In every one of the records below, replace "Field report" with "Inspection note" and change nothing else.

--- Begin ---

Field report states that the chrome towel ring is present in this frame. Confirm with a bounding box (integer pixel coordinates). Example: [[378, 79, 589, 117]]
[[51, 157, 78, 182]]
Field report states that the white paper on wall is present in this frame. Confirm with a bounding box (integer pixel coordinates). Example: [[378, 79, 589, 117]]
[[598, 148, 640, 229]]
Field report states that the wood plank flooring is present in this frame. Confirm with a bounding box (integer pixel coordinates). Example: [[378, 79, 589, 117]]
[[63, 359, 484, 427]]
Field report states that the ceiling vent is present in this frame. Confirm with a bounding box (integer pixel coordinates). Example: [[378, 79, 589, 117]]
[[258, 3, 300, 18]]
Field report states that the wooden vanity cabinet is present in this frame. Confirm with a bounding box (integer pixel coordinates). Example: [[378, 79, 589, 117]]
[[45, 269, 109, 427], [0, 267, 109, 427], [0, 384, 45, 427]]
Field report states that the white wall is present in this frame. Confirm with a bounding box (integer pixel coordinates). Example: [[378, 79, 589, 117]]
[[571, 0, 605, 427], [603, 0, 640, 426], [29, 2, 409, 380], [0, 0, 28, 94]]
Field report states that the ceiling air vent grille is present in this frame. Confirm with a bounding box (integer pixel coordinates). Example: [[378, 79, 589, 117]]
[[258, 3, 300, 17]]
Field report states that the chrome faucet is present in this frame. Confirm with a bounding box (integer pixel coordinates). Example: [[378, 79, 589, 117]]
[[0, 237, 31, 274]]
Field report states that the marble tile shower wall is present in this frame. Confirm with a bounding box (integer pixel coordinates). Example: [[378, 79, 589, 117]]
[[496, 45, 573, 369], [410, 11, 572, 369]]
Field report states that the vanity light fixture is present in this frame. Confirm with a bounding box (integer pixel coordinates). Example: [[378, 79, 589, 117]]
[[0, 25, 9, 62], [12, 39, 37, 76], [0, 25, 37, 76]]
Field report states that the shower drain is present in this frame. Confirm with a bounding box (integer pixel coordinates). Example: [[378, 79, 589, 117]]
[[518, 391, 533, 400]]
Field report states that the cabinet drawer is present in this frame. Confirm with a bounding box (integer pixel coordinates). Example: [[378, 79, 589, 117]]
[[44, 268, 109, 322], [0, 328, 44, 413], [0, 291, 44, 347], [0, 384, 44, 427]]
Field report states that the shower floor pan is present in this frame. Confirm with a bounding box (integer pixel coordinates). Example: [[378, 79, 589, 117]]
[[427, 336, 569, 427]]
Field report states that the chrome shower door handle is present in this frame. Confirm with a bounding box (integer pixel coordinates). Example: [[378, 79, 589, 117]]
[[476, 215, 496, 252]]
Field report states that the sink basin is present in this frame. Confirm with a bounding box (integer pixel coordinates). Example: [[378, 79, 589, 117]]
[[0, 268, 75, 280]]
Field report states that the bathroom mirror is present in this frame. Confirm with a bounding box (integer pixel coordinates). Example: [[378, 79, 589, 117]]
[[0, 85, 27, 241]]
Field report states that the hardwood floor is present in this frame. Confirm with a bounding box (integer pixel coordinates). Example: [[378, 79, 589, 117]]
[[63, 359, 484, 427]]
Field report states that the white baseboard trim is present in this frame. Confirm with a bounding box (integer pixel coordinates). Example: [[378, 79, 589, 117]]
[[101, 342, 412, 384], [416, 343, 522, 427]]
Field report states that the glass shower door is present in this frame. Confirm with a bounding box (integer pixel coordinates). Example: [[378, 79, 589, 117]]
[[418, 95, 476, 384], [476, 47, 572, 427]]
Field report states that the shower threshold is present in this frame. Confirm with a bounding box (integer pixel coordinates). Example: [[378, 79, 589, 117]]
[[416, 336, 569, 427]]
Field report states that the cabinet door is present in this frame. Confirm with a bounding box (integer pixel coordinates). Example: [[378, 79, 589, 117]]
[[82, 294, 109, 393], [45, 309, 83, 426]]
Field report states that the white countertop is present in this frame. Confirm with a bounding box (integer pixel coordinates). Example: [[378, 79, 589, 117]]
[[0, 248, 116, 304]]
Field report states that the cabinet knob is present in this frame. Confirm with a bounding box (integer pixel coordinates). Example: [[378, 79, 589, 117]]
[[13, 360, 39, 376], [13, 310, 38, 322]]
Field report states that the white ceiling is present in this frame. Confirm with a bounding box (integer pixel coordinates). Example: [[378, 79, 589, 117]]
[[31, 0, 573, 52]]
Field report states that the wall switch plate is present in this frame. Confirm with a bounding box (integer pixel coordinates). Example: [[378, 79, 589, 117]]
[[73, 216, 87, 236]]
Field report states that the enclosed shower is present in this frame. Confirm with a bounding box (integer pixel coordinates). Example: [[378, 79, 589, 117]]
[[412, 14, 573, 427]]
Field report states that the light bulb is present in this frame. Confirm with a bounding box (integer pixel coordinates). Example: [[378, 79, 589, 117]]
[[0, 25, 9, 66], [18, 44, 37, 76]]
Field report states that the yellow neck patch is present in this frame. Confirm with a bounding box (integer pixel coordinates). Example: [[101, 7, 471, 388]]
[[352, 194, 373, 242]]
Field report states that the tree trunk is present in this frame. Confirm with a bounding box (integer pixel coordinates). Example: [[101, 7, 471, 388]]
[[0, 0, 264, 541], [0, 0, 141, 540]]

--- End ---

_Complete output:_
Inspection note states that the chrome towel ring is present in this frame. Confirm with a bounding box (integer pixel coordinates). Example: [[378, 79, 589, 117]]
[[51, 157, 78, 182]]
Inspection note states that the white paper on wall is present in this frame. Confirm with a bounding box (integer pixel coordinates). Example: [[378, 79, 589, 117]]
[[598, 148, 640, 229]]
Inspection note states that the wood plank flooring is present in this frame. Confirm with a bounding box (integer pixel coordinates). Example: [[378, 79, 589, 117]]
[[63, 359, 484, 427]]
Inspection note states that the ceiling vent is present in this frame. Confirm with a bounding box (integer pixel coordinates). Example: [[378, 79, 589, 117]]
[[258, 3, 300, 18]]
Inspection note states that the wooden vanity cabinet is present in this frame. Confirm with a bounding box (integer pixel coordinates). Example: [[378, 79, 589, 117]]
[[45, 269, 109, 427], [0, 267, 109, 427], [0, 384, 45, 427]]
Inspection note states that the white wall is present in this frame. Confirm with a bounding box (integer pixel coordinates). Example: [[378, 79, 589, 117]]
[[571, 0, 605, 427], [603, 0, 640, 426], [29, 2, 409, 380], [0, 0, 28, 94]]
Inspection note states that the ceiling air vent grille is present in this frame. Confirm with a bounding box (integer pixel coordinates). Example: [[378, 79, 589, 117]]
[[258, 3, 300, 17]]
Inspection note states that the chrome faucet is present in this frame. Confirm with a bounding box (integer pixel coordinates). Example: [[378, 79, 589, 117]]
[[0, 237, 31, 274]]
Inspection note states that the marble tile shower wall is present in this frame. Confirm with a bounding box (integer pixel coordinates). Example: [[378, 79, 589, 117]]
[[496, 45, 573, 369], [410, 11, 572, 369]]
Inspection note states that the vanity light fixture is present in this frame. Confirm with a bounding box (integer pixel coordinates). Example: [[378, 79, 589, 117]]
[[0, 25, 9, 62], [12, 39, 37, 76], [0, 25, 37, 76]]
Inspection note states that the shower drain is present in this frame. Confirm with a bounding box (integer pixel coordinates). Example: [[378, 79, 589, 117]]
[[518, 391, 533, 400]]
Inspection note states that the cabinet drawer is present in this frame. Confirm with a bounding box (integer pixel coordinates). Example: [[378, 79, 589, 117]]
[[44, 268, 109, 322], [0, 328, 44, 413], [0, 291, 44, 347], [0, 384, 44, 427]]
Inspection note states that the shower floor pan is present in this frame. Confirm with a bounding box (integer pixel coordinates). Example: [[378, 79, 589, 117]]
[[427, 336, 569, 427]]
Inspection note states that the chrome shower door handle is present in this frame. Confirm with a bounding box (integer pixel coordinates). Example: [[378, 79, 589, 117]]
[[476, 215, 496, 252]]
Inspection note states that the sink basin is present in this frame. Confirm with a bounding box (integer pixel coordinates). Example: [[378, 79, 589, 117]]
[[0, 268, 75, 280]]
Inspection note states that the bathroom mirror is present in this frame. Confirm with a bounding box (integer pixel coordinates). Example: [[378, 79, 589, 117]]
[[0, 85, 27, 241]]
Inspection note states that the hardwood floor is present in this frame. Confirm with a bounding box (integer pixel coordinates). Example: [[378, 79, 589, 117]]
[[63, 359, 484, 427]]
Inspection note states that the white baseboard trim is present in this frame. Confirm with a bounding box (integer pixel coordinates). Example: [[378, 79, 589, 117]]
[[101, 342, 412, 384], [416, 343, 522, 427]]
Inspection note states that the glass shower door is present in this frame. Confirm with a bounding box (integer pixel coordinates). Example: [[378, 79, 589, 117]]
[[418, 95, 476, 384], [476, 47, 572, 427]]
Inspection note states that the shower threshold is present in this frame. Confirm with a bounding box (integer pixel coordinates). Example: [[378, 79, 589, 117]]
[[416, 336, 569, 427]]
Inspection note states that the cabinet door is present in this frame. Confirm with a bounding box (integer pixel coordinates). Example: [[378, 79, 589, 117]]
[[82, 294, 109, 393], [45, 309, 83, 426]]
Inspection note states that the white countertop is present in this frame. Confirm with a bounding box (integer pixel coordinates). Example: [[378, 79, 589, 117]]
[[0, 248, 116, 304]]
Inspection note states that the cabinet knob is present in this frame. Confirm with a bounding box (integer pixel coordinates). Example: [[378, 79, 589, 117]]
[[13, 360, 39, 376], [13, 310, 38, 322]]
Inspection note states that the white ceiling is present in this frame. Confirm with a bounding box (integer pixel coordinates). Example: [[378, 79, 589, 117]]
[[31, 0, 573, 52]]
Inspection note states that the wall switch plate is present in this frame. Confirm with a bounding box (integer pixel coordinates). Example: [[378, 79, 589, 117]]
[[73, 216, 87, 236]]
Inspection note states that the enclosed shower is present in this frame. Confirm with a bounding box (integer pixel coordinates). Example: [[378, 79, 589, 117]]
[[412, 14, 573, 427]]
Inspection note states that the light bulb is present in this frame. Confirm with a bounding box (integer pixel coordinates). Example: [[378, 79, 589, 117]]
[[0, 25, 9, 66], [18, 44, 37, 76]]
Inspection note states that the yellow neck patch is present in this frame. Confirm with a bounding box (integer pixel coordinates). Example: [[101, 7, 471, 388]]
[[352, 194, 373, 242]]
Inspection note states that the tree trunk is present in this frame. Confirm with a bounding box (integer pixel coordinates). Example: [[101, 7, 471, 388]]
[[0, 0, 264, 541], [0, 0, 141, 540]]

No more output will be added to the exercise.